=== Document section ===
/---
Mark brings us the sights, sounds, and smells from the Neutral Ground prerelease, including a whopping five Sealed pools for us to build. Looking for some tips for your approaching PTQs? Look no further!

“I told mm_young he could come up and do Time Spiral with us…”
Mike Flores, on the Top8Magic.com podcast

There are some who say that traveling to New York ain’t cheap, but I guess they haven’t traveled with mm_young: the hostel I found actually cost me less per night than it would have cost to stay in Richmond for a StarCityGames event. Plus, the other players in my local poker game really, really, really wanted me to go, because they were happy to cover my costs. And that’s how I found myself on the Amtrak train on Friday evening after work, ready to take a little trip.

I tried to skimp on costs by not having a hotel for Friday night, so I could already tell that I was going to be counting the hours until I could crawl into bed on Saturday. Thus, I have decided to steal a technique from the Sports Guy and count the hours literally with a running diary. Start spreadin’ the news … I’m leavin’ today …

7:20pm, Friday September 22: The obvious college student directly across the train aisle from me was on his cell phone. “I was just on the phone with Dad… why did he wait until I was 18 to start being a father?” Seriously, has the cell phone removed all concept of privacy from our lives? Although it’s not as bad as hearing a conversation regarding the burning sensation “down there” (actually happened to me in a convenience store last winter, no lies).

9:00 pm: Big sign, visible from the train tracks: “TRENTON MAKES, THE WORLD TAKES.” Such a cheerful place, New Jersey. Welcome to Trenton, where we work our butts off every day of our lives, and get screwed!

9:40pm: Arrival at Penn Station, which is less than a mile from Neutral Ground and is also adjacent to basketball’s Mecca, Madison Square Garden. Where does the name “Madison Square Garden” come from, anyway? Because it’s not shaped like a square, it doesn’t contain a lot of greenery, and it’s not a rich suburban teenaged white girl.

10:30 pm: Friday Night Magic time at Neutral Ground, whoo! I watched someone lose despite drawing seven more cards than his opponent, one of those cards coming from a kicked Ribbons of Night.

Around this time one of the store employees, whose name I don’t even know, called me by my first name and asked, “Is BDM here?” (He was in Seattle; he would get back into New York in time for Sunday events.) This just proves that I possess a level of name recognition in the community; that name recognition in turn disproves the existence of a just and benevolent God.
\---
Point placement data
/---
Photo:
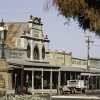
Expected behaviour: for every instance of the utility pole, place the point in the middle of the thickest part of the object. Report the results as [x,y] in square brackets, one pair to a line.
[88,41]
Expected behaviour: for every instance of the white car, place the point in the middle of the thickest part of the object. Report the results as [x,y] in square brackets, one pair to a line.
[73,86]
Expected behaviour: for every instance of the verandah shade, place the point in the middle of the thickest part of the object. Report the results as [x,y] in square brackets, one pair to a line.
[86,12]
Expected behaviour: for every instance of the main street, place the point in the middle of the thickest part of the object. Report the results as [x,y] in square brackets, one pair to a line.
[87,96]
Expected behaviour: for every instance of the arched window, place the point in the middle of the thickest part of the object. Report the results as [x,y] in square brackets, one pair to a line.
[43,52]
[28,50]
[36,53]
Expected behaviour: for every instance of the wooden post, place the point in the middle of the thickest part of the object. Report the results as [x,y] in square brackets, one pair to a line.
[22,79]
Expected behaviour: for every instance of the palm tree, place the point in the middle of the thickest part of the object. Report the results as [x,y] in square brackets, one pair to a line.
[86,12]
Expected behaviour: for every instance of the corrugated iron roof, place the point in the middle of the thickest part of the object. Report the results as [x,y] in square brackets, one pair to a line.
[73,69]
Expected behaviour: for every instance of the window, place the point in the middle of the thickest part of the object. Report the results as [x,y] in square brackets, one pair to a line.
[43,52]
[28,50]
[36,53]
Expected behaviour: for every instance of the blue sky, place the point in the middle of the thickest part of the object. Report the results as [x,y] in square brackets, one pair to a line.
[68,38]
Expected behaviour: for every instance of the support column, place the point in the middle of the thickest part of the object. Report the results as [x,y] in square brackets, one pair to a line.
[65,76]
[59,78]
[96,83]
[42,80]
[32,80]
[75,76]
[22,79]
[99,82]
[70,77]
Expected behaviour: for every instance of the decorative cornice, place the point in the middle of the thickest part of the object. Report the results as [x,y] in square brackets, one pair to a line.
[36,39]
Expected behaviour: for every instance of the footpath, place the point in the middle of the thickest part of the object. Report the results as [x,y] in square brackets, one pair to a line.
[88,95]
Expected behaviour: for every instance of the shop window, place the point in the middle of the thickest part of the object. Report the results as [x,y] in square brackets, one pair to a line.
[43,52]
[36,53]
[28,50]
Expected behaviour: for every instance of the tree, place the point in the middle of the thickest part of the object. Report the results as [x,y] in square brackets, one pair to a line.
[86,12]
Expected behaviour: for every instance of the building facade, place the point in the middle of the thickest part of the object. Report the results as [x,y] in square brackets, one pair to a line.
[31,66]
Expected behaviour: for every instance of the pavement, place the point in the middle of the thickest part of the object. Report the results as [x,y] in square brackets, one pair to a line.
[76,97]
[87,95]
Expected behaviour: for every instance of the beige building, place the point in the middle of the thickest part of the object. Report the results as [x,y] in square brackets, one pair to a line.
[77,62]
[59,58]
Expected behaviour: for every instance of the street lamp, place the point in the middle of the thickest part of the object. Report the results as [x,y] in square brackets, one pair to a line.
[3,34]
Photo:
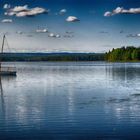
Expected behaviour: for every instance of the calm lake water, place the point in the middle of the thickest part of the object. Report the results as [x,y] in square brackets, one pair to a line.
[71,101]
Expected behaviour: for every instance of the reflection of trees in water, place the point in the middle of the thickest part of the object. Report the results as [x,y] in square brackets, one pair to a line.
[2,99]
[123,72]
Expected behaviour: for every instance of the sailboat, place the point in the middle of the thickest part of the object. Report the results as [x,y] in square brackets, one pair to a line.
[6,71]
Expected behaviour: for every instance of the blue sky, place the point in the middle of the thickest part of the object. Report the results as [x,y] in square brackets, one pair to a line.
[97,27]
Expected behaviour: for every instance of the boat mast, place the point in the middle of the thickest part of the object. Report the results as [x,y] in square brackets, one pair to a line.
[2,50]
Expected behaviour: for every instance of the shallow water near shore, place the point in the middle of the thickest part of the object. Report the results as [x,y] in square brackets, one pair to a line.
[70,101]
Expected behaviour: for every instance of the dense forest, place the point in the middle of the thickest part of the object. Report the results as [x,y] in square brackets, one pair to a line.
[52,57]
[123,54]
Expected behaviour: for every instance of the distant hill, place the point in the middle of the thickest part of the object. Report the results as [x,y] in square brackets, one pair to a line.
[52,56]
[125,54]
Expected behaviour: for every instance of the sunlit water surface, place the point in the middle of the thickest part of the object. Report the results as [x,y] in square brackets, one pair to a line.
[71,101]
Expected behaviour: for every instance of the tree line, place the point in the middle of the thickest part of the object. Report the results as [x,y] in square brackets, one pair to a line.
[129,53]
[52,57]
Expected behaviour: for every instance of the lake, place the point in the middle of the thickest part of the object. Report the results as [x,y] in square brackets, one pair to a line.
[71,101]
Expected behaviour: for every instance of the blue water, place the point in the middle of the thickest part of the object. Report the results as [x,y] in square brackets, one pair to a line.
[71,101]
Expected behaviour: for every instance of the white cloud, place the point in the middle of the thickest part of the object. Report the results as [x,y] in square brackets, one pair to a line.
[121,10]
[62,12]
[24,11]
[72,19]
[20,8]
[41,30]
[7,21]
[6,6]
[51,35]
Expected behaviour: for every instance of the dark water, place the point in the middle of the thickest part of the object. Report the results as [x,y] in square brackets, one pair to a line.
[71,101]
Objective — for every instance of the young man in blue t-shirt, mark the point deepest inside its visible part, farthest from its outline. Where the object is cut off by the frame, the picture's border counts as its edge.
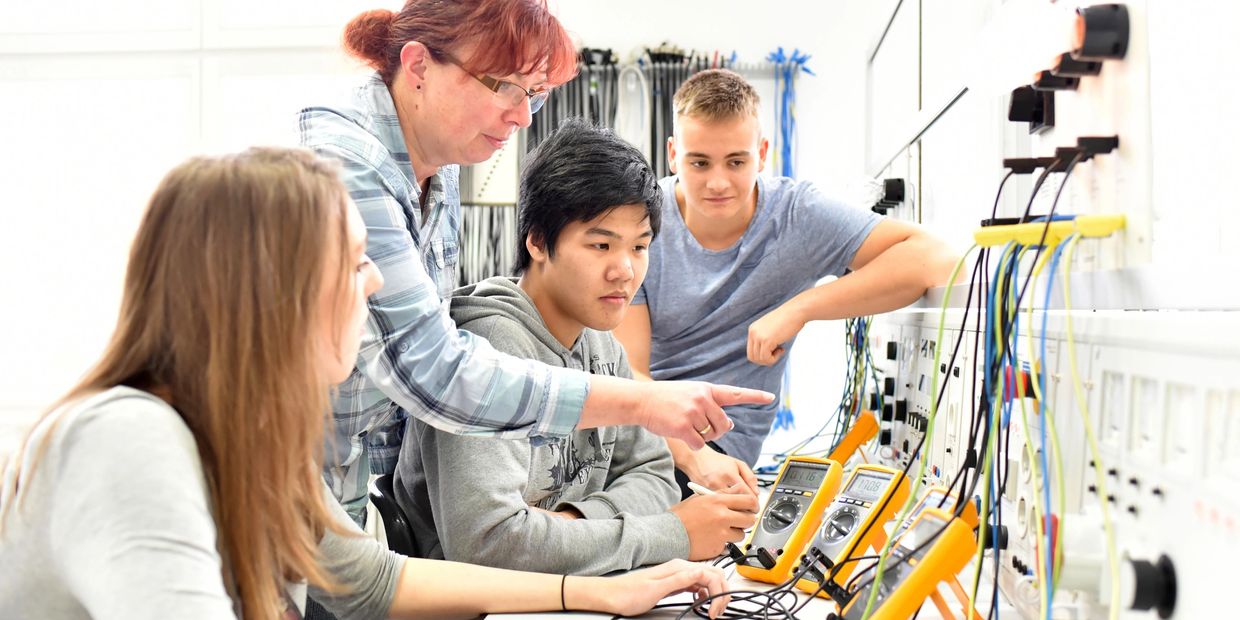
(732, 275)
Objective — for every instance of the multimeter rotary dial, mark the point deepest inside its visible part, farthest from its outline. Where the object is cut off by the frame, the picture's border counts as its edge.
(840, 525)
(781, 515)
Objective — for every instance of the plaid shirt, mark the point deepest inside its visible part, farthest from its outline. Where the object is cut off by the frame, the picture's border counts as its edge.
(413, 360)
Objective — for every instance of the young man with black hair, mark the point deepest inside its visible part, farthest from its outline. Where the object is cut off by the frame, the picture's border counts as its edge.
(603, 500)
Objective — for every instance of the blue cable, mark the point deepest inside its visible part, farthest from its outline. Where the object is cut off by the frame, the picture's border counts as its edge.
(1045, 464)
(786, 67)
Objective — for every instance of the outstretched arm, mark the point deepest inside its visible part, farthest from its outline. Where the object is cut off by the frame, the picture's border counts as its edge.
(894, 265)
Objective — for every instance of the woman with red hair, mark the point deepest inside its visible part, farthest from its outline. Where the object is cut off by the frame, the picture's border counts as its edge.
(453, 82)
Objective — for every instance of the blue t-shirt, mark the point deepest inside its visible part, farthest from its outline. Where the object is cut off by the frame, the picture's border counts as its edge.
(701, 301)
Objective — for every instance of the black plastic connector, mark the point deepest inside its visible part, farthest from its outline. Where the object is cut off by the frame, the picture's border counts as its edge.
(893, 195)
(1027, 165)
(1008, 221)
(1048, 81)
(1033, 107)
(1071, 67)
(1098, 144)
(1101, 32)
(1156, 585)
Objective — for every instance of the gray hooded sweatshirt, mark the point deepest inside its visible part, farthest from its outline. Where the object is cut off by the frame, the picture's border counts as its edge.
(473, 499)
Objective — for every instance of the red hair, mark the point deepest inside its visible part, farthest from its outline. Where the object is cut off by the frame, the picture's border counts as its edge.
(512, 36)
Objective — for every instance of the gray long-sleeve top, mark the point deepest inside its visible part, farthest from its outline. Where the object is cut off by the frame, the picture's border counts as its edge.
(117, 522)
(470, 499)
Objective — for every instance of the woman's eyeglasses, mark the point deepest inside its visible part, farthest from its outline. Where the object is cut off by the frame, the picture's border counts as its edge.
(506, 93)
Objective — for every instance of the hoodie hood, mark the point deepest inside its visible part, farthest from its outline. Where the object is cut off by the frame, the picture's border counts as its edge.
(500, 296)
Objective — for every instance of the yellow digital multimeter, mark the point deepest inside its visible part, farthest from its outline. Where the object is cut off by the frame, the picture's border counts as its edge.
(804, 489)
(934, 548)
(861, 432)
(853, 523)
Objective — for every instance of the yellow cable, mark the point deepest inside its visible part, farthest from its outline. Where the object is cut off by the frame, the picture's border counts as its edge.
(1083, 404)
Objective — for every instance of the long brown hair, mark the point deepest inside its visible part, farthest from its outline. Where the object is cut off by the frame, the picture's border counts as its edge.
(221, 299)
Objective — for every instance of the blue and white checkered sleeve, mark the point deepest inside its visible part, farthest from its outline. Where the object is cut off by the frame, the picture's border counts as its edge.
(414, 354)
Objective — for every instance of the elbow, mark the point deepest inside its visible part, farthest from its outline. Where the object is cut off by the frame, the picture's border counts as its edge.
(938, 259)
(504, 544)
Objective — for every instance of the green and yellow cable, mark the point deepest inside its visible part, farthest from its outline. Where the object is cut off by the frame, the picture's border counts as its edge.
(925, 442)
(995, 413)
(1083, 404)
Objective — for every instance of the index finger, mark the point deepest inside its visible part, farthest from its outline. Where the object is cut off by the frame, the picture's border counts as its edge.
(726, 396)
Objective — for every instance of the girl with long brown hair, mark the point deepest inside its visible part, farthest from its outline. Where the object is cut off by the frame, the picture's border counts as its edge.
(181, 476)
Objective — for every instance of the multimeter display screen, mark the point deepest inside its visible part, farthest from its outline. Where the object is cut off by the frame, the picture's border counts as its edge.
(867, 486)
(809, 478)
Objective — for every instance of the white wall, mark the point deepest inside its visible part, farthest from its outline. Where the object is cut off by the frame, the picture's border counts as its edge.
(98, 99)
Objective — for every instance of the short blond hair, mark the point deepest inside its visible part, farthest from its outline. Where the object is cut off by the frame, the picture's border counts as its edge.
(716, 94)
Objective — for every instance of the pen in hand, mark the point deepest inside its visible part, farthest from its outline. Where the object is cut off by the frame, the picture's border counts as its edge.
\---
=== Problem description ===
Return the passage of the Neutral Ground trip diary from "9:40pm: Arrival at" to "and benevolent God.", copied word for word.

=== Expected answer ===
9:40pm: Arrival at Penn Station, which is less than a mile from Neutral Ground and is also adjacent to basketball’s Mecca, Madison Square Garden. Where does the name “Madison Square Garden” come from, anyway? Because it’s not shaped like a square, it doesn’t contain a lot of greenery, and it’s not a rich suburban teenaged white girl.

10:30 pm: Friday Night Magic time at Neutral Ground, whoo! I watched someone lose despite drawing seven more cards than his opponent, one of those cards coming from a kicked Ribbons of Night.

Around this time one of the store employees, whose name I don’t even know, called me by my first name and asked, “Is BDM here?” (He was in Seattle; he would get back into New York in time for Sunday events.) This just proves that I possess a level of name recognition in the community; that name recognition in turn disproves the existence of a just and benevolent God.